▶ Given text
Science > Physics > Red shift of original-wavelength-scale image leads to paradox?
| Topic: |
Science > Physics |
| User: |
"Neil" |
| Date: |
11 Apr 2006 07:50:28 PM |
| Object: |
Red shift of original-wavelength-scale image leads to paradox? |
Let's say I focused light from bright points using a lens with large N.A.
(large sine of half-angle of convergence, maybe 0.5 to 0.8.) That means the
image spots and distinguishable separations are around the wavelength or so.
Suppose an observer (imagined as either an abstract frame of reference or a
little detector screen) moves away from the lens at 0.98c, to achieve
red-shift factor of 10x. (Imagine a hole in the lens for detector passage
if you must.) The velocity transformation of the intensities of the EM
fields should preserve the original distribution of *relative* amplitudes,
including the scale of the resolution. Yet the new radiation has 10x the
wavelength of the original. Is that a "problem"? It seems odd to me to just
*have* an image available at all, even for a moment, with a scale of
intensity variations at only 0.1 lambda. (It's not a near-field cheat with
a detector close to the sources.) And there is no lower limit in
principle...

▶ Available data
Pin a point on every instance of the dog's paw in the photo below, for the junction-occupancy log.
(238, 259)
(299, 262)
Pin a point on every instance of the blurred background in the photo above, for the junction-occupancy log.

▶ To be done
A) From the red-shift post:
(i) On what date was it posted?
(ii) What range is given for the sine of the half-angle of convergence?
(iii) At what speed does the observer move away from the lens?
B) Rewrite the red-shift post starting with "Science > Physics >" and going on through "wavelength or so.", switching "lens" to "mirror".

▶ Solutions per task
A)
(i) 11 Apr 2006
(ii) 0.5 to 0.8
(iii) 0.98c

B)
Science > Physics > Red shift of original-wavelength-scale image leads to paradox?
| Topic: |
Science > Physics |
| User: |
"Neil" |
| Date: |
11 Apr 2006 07:50:28 PM |
| Object: |
Red shift of original-wavelength-scale image leads to paradox? |
Let's say I focused light from bright points using a mirror with large N.A.
(large sine of half-angle of convergence, maybe 0.5 to 0.8.) That means the
image spots and distinguishable separations are around the wavelength or so.